- _TASK DETAILS_
Take the line that contains "the window pane" as the first line and the final line of the records as the last; return exactly those lines and the lines between.

── DATA ROWS ──

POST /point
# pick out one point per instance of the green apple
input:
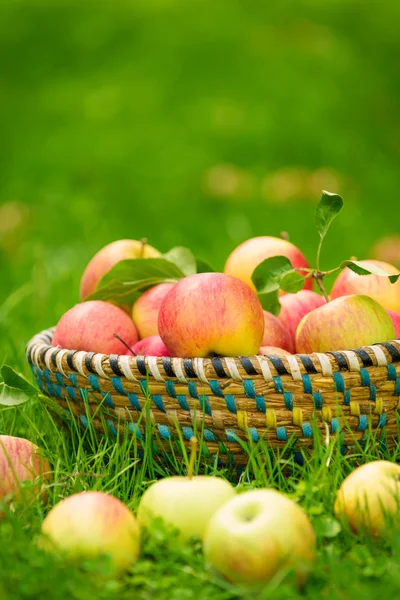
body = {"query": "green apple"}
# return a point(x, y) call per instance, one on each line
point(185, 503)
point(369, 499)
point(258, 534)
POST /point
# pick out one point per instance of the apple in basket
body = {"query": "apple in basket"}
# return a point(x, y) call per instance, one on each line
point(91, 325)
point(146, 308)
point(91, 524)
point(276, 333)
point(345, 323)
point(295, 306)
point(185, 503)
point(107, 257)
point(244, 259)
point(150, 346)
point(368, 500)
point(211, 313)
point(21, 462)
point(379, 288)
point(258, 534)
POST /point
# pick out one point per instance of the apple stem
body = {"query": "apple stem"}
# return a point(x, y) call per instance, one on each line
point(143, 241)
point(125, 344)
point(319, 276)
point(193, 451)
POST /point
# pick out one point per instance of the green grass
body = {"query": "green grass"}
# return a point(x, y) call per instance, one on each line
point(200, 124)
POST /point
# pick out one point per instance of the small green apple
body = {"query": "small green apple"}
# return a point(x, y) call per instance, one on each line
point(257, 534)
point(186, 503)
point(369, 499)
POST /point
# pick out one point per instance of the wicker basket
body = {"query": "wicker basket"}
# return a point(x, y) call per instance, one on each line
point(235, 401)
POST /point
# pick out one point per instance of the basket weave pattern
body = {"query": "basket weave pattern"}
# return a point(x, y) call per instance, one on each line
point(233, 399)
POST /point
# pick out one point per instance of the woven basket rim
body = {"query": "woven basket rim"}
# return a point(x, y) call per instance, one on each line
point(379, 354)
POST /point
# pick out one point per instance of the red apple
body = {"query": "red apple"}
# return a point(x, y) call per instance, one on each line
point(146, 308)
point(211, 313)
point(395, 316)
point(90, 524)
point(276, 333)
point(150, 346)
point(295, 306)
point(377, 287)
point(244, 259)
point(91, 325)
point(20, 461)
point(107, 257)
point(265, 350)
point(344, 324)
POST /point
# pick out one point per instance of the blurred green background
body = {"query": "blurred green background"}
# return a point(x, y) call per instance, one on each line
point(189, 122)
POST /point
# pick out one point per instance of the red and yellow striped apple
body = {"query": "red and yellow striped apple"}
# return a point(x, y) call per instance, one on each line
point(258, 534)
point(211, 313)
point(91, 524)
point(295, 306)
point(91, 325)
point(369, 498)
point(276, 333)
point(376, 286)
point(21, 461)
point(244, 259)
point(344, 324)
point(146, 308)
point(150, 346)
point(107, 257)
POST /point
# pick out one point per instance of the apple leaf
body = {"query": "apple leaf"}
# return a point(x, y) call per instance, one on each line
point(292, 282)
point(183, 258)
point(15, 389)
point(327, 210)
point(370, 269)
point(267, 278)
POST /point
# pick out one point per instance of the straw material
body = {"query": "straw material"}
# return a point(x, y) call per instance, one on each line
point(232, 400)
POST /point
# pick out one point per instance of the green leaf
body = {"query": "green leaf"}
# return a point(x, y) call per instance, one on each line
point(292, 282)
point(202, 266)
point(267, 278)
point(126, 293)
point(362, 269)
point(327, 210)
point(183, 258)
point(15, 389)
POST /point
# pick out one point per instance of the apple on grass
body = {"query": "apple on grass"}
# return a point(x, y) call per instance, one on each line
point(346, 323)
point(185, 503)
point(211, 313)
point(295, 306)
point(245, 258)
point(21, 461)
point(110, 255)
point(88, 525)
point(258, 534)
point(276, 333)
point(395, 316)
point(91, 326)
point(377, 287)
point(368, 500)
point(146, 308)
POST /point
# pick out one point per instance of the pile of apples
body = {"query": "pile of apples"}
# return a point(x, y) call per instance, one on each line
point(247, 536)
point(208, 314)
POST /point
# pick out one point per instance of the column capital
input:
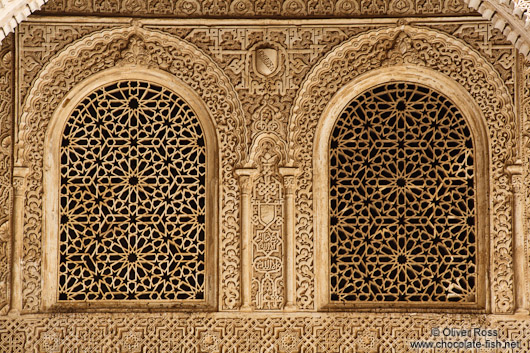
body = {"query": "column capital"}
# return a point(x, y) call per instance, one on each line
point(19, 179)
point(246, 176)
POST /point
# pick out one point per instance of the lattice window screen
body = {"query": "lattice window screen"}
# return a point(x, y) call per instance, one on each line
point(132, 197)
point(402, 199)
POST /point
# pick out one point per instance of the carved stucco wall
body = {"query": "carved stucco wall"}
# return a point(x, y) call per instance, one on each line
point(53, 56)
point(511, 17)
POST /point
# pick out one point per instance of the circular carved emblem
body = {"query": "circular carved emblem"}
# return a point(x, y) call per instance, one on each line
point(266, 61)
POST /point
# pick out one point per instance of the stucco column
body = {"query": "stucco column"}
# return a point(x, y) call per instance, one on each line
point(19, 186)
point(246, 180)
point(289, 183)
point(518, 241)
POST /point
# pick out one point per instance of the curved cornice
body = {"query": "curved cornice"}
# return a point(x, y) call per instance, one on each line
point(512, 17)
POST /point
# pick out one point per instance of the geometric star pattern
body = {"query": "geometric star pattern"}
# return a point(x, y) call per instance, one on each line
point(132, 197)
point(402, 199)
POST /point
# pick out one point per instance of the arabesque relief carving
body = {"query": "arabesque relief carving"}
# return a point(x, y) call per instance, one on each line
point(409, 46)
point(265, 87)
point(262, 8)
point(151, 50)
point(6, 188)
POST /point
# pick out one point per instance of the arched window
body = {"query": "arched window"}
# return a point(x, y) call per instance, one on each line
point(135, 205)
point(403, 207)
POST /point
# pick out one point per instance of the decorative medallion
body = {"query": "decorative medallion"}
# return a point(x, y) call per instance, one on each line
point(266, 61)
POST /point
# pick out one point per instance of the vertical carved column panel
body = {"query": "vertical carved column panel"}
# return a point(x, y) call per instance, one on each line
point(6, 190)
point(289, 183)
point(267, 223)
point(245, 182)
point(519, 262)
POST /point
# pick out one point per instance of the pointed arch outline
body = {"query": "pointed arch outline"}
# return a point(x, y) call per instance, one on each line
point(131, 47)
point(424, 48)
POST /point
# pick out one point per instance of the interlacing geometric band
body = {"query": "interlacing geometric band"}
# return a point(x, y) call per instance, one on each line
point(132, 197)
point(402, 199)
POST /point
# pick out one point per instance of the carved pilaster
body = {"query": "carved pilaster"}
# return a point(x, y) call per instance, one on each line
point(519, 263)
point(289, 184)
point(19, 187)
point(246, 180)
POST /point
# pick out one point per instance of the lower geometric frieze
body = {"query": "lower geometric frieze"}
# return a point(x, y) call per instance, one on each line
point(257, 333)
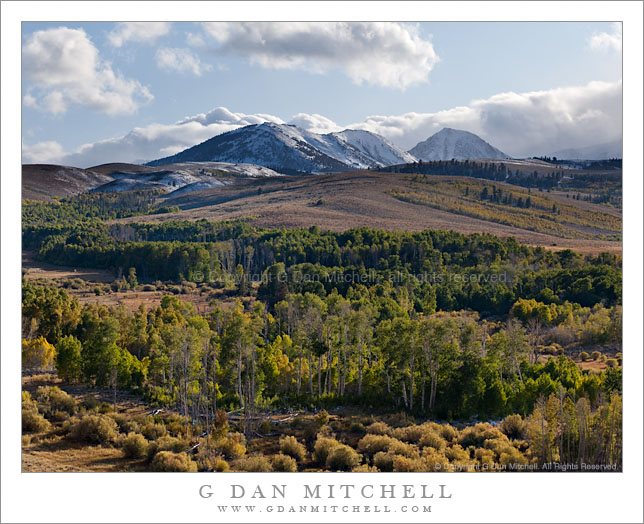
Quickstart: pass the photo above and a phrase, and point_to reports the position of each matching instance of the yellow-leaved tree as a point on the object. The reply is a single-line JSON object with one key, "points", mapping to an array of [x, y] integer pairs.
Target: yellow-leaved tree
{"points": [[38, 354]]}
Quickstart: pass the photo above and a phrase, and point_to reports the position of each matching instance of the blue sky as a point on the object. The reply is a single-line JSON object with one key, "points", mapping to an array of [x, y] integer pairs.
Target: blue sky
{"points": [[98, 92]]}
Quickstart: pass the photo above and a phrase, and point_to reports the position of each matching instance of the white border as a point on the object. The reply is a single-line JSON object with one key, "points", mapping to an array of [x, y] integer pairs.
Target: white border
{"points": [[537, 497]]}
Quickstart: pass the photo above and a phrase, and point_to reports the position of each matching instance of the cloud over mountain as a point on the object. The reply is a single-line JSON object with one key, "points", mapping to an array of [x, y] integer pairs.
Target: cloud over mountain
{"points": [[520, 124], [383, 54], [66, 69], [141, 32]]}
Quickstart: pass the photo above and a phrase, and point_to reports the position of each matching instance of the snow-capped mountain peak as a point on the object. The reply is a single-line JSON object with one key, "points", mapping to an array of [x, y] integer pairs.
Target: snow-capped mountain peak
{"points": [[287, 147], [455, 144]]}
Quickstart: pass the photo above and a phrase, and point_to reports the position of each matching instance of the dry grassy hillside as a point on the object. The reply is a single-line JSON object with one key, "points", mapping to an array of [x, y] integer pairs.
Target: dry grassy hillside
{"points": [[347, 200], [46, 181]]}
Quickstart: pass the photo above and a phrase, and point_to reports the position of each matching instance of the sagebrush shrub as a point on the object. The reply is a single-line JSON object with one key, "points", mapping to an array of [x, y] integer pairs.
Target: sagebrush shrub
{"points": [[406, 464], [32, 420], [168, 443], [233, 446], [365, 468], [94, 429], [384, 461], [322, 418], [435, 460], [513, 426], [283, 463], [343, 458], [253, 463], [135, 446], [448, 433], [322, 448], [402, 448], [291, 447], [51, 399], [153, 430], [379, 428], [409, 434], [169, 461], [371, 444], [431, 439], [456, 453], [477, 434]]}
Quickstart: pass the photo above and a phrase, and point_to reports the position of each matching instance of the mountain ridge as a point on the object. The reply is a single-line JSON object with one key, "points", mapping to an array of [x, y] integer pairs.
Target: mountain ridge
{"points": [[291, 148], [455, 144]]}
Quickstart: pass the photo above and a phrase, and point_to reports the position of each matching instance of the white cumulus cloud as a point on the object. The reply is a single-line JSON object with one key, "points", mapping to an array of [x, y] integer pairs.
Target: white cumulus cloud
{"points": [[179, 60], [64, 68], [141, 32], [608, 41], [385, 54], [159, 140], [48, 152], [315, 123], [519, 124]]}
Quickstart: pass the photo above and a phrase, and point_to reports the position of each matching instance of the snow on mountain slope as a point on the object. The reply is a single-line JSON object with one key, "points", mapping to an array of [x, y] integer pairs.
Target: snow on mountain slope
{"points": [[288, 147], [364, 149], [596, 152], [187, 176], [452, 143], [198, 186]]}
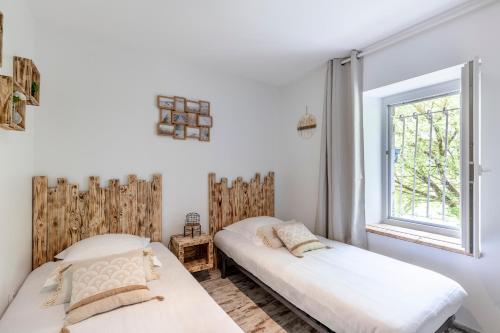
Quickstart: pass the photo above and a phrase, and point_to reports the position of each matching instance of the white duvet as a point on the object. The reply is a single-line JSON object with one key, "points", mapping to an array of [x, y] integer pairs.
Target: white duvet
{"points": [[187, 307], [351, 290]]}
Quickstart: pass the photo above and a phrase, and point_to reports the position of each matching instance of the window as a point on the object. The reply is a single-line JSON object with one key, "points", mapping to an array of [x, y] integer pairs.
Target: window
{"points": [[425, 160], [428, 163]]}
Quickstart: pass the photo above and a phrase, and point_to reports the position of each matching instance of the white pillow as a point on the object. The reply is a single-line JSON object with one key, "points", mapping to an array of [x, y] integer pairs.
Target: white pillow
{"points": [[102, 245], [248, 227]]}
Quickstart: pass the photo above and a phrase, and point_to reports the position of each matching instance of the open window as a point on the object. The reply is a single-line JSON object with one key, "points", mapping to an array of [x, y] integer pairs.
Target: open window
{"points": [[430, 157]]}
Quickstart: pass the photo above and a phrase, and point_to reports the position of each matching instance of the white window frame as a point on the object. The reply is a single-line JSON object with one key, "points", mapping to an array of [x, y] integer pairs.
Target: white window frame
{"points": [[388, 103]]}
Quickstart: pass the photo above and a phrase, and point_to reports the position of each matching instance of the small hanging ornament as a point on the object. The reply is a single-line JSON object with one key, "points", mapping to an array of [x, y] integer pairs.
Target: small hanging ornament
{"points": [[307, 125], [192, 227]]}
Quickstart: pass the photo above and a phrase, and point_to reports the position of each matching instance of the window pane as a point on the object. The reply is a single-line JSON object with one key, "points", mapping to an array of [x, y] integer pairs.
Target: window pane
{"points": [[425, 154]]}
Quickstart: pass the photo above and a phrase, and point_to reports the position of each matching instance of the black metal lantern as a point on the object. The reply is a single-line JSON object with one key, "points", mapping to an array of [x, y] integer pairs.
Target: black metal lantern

───

- _PROBLEM SOLUTION_
Quickstart: pass the photo above and a phrase, and point_to reports the position of each matching instance of the window pane as a point on the object. The reply is a single-line JSON object with one key, "points", mapping to an array of [x, y] integer pairs.
Target: window pane
{"points": [[425, 154]]}
Quickstart: pass the photo above and a phrase, and point_to reports the position of each matching instance of the black metal lantern as a point on the object. The reply is a single-line JSON object with one key, "points", mapping to an array of [x, y] integer pairs.
Target: black metal lantern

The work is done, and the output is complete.